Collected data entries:
......

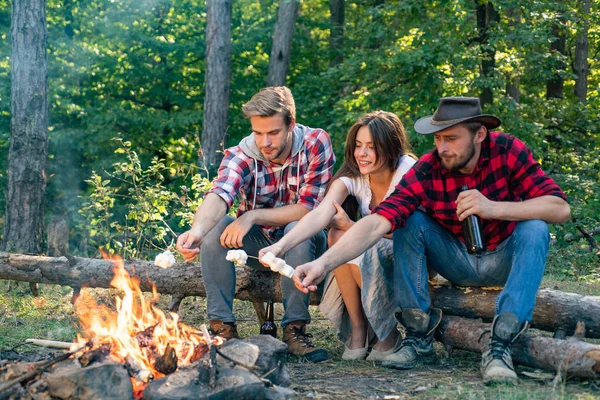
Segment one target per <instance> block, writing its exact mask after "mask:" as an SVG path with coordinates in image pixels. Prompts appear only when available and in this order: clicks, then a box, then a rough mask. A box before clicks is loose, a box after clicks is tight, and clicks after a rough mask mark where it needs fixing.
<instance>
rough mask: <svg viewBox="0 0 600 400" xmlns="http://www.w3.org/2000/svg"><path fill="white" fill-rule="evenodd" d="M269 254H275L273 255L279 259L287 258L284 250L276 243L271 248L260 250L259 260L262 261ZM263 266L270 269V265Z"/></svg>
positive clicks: (282, 248) (258, 255)
mask: <svg viewBox="0 0 600 400" xmlns="http://www.w3.org/2000/svg"><path fill="white" fill-rule="evenodd" d="M268 252H271V253H273V255H274V256H275V257H277V258H283V256H285V254H284V253H283V248H282V247H281V246H280V245H279V244H278V243H275V244H272V245H271V246H269V247H265V248H263V249H260V250H259V251H258V260H259V261H260V260H261V259H262V258H263V257H264V255H265V254H267V253H268ZM261 262H262V261H261ZM263 265H265V266H267V267H269V265H267V264H264V263H263Z"/></svg>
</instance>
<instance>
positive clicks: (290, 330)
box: [283, 321, 328, 363]
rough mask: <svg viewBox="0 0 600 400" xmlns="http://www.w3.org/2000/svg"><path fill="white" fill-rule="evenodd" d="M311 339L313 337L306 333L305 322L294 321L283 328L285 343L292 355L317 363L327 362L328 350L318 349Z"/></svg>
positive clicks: (284, 341) (291, 322)
mask: <svg viewBox="0 0 600 400" xmlns="http://www.w3.org/2000/svg"><path fill="white" fill-rule="evenodd" d="M310 338H312V335H311V334H310V333H306V322H305V321H294V322H291V323H289V324H288V325H286V327H285V328H283V342H284V343H285V344H287V345H288V352H289V353H290V354H293V355H295V356H298V357H305V358H306V359H307V360H308V361H311V362H315V363H316V362H321V361H325V360H327V358H328V355H327V350H325V349H319V348H317V347H316V346H315V345H314V344H313V343H312V342H311V341H310Z"/></svg>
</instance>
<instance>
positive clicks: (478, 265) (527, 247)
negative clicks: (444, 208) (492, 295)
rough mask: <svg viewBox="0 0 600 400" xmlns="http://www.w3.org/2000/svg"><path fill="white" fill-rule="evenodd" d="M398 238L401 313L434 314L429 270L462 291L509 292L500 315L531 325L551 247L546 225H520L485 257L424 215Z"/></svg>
mask: <svg viewBox="0 0 600 400" xmlns="http://www.w3.org/2000/svg"><path fill="white" fill-rule="evenodd" d="M393 237H394V285H395V291H396V299H397V301H398V306H399V307H400V308H401V309H405V308H419V309H421V310H422V311H425V312H428V311H429V307H430V304H431V297H430V295H429V288H428V284H427V278H428V274H427V267H428V266H429V267H431V268H433V269H434V270H435V271H436V272H437V273H439V274H440V275H442V276H443V277H444V278H446V279H448V280H449V281H450V282H452V283H454V284H457V285H461V286H504V288H503V289H502V291H501V292H500V295H499V296H498V297H497V299H496V305H495V310H494V312H495V315H500V314H502V313H503V312H505V311H511V312H513V313H515V314H516V315H517V317H519V320H520V321H521V322H524V321H531V318H532V315H533V307H534V305H535V296H536V293H537V290H538V288H539V286H540V283H541V282H542V276H543V274H544V269H545V266H546V257H547V255H548V249H549V246H550V235H549V232H548V225H547V224H546V223H545V222H544V221H540V220H529V221H521V222H519V223H517V227H516V229H515V231H514V232H513V233H512V235H511V236H510V237H509V238H507V239H506V240H504V241H503V242H502V243H500V245H499V246H498V247H496V248H495V249H494V250H493V251H486V252H484V253H482V254H469V253H468V252H467V249H466V246H465V245H464V243H463V242H461V241H460V240H459V239H458V237H457V236H456V235H454V234H453V233H451V232H450V231H449V230H447V229H446V228H444V227H442V226H441V225H440V224H439V223H437V222H436V221H435V220H434V219H433V218H431V217H430V216H429V215H427V214H425V213H424V212H421V211H416V212H415V213H414V214H413V215H412V216H411V217H410V218H409V219H408V220H407V224H406V226H405V227H404V228H401V229H398V230H396V231H395V232H394V234H393Z"/></svg>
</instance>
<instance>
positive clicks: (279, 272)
mask: <svg viewBox="0 0 600 400" xmlns="http://www.w3.org/2000/svg"><path fill="white" fill-rule="evenodd" d="M260 261H261V262H263V263H265V264H267V265H268V266H269V267H270V268H271V270H272V271H275V272H279V273H280V274H281V275H283V276H287V277H288V278H291V277H292V276H294V268H292V267H291V266H290V265H287V264H286V263H285V260H282V259H281V258H277V257H275V255H274V254H273V253H271V252H270V251H269V252H268V253H267V254H265V255H264V256H262V258H261V259H260Z"/></svg>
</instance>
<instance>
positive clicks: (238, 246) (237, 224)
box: [221, 204, 308, 248]
mask: <svg viewBox="0 0 600 400" xmlns="http://www.w3.org/2000/svg"><path fill="white" fill-rule="evenodd" d="M306 214H308V210H307V209H306V207H304V206H302V205H300V204H290V205H287V206H282V207H276V208H259V209H256V210H250V211H246V212H245V213H243V214H242V215H240V216H239V217H238V218H237V219H236V220H235V221H233V222H232V223H231V224H229V225H228V226H227V228H225V230H224V231H223V234H222V235H221V245H222V246H223V247H228V248H239V247H242V246H243V240H244V237H245V236H246V234H247V233H248V232H249V231H250V229H251V228H252V226H253V225H266V226H284V225H287V224H289V223H290V222H292V221H298V220H299V219H301V218H302V217H303V216H305V215H306Z"/></svg>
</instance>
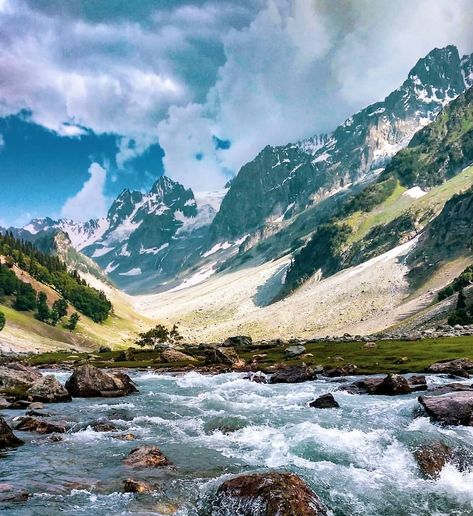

......

- **EXERCISE**:
Pull out every line in the records above that contains the string "positive", copying each one in full.

- **TASK OUTPUT**:
positive clicks: (282, 248) (258, 255)
positive clicks: (290, 330)
positive clicks: (284, 341) (291, 322)
positive clicks: (478, 265) (527, 247)
positive clicks: (279, 272)
positive clicks: (238, 246) (237, 224)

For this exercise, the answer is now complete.